## EXTRAIT:
2.2.2. L’éclairage de la littérature en science studies

À bien des égards, les études sociales des sciences (social studies of science) apparaissent comme très fécondes pour notre sujet. Bien qu’aucune étude ne porte à notre connaissance spécifiquement sur les liens entre économie et biologie après 1945, de nombreux travaux sur des thèmes tels que les think tanks de la guerre froide, les réseaux au sein de la communauté scientifique, la naissance de disciplines telles que la cybernétique ou la théorie des systèmes, fournissent des éléments cruciaux pour l’histoire des relations entre économie et biologie.

En effet, ces études abandonnent la focalisation sur une discipline spécifique et préfèrent suivre le développement d’un « objet » (institution, groupe d’étude, idée force, etc.) à la jonction entre plusieurs disciplines, ce qui permet de mettre en lumière les jeux et les contacts à l’interface de ces disciplines, ce qui nous intéresse précisément. Par exemple, l’étude réalisée par Steve Heims (1991) sur les comptes rendus des conférences Macy (1942‑1953) est une source unique pour mieux cerner la place des biologistes dans le mouvement interdisciplinaire d’après‑guerre.

## ÉNONCÉ DU PROBLÈME:
Prolongez l’extrait sur les études sociales des sciences et les liens entre économie et biologie en reprenant juste après sa dernière phrase. Les lignes qui suivent ne sont pas nécessaires.

Lignes issues d’une collection:
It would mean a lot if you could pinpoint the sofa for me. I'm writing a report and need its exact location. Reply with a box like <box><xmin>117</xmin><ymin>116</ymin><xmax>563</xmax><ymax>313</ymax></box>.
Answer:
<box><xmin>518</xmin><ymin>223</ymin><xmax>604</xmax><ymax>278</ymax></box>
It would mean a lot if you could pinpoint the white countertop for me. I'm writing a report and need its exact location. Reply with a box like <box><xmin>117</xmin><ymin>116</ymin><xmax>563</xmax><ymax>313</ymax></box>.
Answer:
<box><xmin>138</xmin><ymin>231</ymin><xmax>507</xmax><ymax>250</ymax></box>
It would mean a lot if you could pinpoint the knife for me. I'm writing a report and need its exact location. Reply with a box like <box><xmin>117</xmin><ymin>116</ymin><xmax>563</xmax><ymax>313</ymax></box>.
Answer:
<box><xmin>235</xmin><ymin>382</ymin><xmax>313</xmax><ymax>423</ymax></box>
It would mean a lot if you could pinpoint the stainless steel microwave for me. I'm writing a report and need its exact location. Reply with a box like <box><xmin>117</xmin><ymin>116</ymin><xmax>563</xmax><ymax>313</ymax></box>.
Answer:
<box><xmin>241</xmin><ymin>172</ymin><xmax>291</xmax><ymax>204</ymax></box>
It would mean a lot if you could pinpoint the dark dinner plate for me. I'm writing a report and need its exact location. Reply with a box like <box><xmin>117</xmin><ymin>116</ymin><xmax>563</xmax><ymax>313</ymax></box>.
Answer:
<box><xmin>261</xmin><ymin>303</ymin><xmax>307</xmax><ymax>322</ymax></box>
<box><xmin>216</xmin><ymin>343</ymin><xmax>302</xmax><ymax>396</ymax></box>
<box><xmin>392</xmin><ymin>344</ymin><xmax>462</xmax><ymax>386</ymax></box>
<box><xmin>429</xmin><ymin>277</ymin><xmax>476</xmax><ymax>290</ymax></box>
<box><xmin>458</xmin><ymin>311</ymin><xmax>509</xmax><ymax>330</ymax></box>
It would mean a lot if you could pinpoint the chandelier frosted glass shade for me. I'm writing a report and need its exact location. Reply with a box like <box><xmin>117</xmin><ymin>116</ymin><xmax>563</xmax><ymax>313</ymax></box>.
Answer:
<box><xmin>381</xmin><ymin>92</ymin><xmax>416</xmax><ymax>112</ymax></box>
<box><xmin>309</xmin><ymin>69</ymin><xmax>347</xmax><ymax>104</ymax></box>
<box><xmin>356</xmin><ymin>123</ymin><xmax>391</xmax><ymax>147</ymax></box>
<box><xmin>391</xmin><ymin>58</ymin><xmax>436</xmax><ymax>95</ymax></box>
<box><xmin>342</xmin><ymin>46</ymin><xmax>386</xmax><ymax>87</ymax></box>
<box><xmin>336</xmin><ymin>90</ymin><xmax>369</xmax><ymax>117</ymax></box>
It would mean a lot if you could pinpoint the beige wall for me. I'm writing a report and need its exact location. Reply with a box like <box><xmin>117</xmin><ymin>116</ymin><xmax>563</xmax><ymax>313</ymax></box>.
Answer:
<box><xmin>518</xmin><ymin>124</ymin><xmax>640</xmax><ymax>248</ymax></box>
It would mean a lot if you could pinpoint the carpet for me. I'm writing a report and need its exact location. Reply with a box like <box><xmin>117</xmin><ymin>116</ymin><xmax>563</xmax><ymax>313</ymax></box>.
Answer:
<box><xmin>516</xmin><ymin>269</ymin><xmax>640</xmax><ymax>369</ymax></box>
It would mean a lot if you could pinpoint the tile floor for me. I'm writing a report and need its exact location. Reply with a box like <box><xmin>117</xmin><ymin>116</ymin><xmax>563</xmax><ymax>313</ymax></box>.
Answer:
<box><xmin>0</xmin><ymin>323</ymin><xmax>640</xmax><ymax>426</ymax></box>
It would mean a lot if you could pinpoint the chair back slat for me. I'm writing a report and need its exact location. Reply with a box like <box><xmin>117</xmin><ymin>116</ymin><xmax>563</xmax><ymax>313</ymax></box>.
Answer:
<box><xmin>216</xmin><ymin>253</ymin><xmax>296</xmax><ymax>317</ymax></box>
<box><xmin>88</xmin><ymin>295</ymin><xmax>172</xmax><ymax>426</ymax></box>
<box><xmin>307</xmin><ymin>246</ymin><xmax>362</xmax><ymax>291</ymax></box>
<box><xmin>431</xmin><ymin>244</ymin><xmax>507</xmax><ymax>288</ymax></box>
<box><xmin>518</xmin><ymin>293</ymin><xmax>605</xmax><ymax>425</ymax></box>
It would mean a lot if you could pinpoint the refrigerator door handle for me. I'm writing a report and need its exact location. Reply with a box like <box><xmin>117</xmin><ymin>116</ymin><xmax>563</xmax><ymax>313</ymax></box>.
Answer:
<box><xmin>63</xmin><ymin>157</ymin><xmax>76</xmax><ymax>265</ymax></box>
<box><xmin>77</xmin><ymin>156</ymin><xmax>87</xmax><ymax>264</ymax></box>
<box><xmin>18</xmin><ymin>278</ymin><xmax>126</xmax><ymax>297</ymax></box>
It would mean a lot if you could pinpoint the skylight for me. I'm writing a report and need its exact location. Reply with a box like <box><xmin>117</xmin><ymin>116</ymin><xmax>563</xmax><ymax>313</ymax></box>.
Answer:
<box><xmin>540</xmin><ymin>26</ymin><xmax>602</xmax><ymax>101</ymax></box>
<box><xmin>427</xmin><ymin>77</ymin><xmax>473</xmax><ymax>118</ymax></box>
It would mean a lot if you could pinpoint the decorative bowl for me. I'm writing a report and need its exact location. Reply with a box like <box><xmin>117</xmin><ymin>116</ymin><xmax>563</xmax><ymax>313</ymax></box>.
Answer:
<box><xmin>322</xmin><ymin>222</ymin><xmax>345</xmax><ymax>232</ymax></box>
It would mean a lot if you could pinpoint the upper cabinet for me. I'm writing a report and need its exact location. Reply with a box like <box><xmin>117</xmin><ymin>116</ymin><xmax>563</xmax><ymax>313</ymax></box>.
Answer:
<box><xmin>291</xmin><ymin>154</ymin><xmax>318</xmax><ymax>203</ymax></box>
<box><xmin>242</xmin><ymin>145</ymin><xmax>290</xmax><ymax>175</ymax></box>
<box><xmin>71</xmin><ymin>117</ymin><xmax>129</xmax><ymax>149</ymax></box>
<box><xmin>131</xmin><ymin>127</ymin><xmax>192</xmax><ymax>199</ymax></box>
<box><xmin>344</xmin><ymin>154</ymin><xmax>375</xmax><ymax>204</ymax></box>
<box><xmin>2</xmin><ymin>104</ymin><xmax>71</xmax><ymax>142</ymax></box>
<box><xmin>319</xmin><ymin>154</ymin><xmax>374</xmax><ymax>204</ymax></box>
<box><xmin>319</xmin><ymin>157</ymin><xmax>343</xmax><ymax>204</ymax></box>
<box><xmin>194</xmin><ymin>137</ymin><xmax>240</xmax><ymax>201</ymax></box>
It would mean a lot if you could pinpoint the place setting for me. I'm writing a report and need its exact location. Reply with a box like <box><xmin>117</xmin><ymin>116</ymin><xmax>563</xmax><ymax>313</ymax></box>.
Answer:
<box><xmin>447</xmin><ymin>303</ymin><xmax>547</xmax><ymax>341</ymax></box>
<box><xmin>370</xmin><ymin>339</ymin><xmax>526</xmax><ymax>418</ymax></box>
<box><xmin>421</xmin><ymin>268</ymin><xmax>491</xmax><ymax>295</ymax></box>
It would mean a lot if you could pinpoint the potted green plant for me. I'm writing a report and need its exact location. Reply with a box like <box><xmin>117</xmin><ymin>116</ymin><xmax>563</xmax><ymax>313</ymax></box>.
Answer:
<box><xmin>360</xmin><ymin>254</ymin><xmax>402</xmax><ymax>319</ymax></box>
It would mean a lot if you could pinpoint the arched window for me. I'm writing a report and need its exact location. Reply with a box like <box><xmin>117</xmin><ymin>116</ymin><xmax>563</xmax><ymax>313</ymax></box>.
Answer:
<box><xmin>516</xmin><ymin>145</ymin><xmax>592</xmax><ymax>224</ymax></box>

## RÉSULTAT OBTENU:
D’autre part, ces études se trouvent être beaucoup plus contextualisées que l’histoire des de la pensée traditionnelle, ce qui met à notre disposition des matériaux précieux pour expliquer la relation entre économie et biologie dans une perspective diachronique. On s’aperçoit en effet que des phénomènes institutionnels ou historiques puissants étaient à l’œuvre pour qu’un rapprochement se produise entre deux disciplines qui ne sont pas « contiguës » dans le spectre académique. La participation de scientifiques biologistes et économistes à des entreprises communes (par exemple, le Local Community Research Committee à l’Université de Chicago, le Statistical Research Group de Columbia, la RAND Corporation, ou le Center for Advanced Study in the Behavioral Sciences à Stanford), ou à des mouvements intellectuels communs (engagement pacifiste, la lutte contre le maccarthysme sur les campus, le développement d’une pensée écologique) a eu une grande importance dans leur rapprochement 27 .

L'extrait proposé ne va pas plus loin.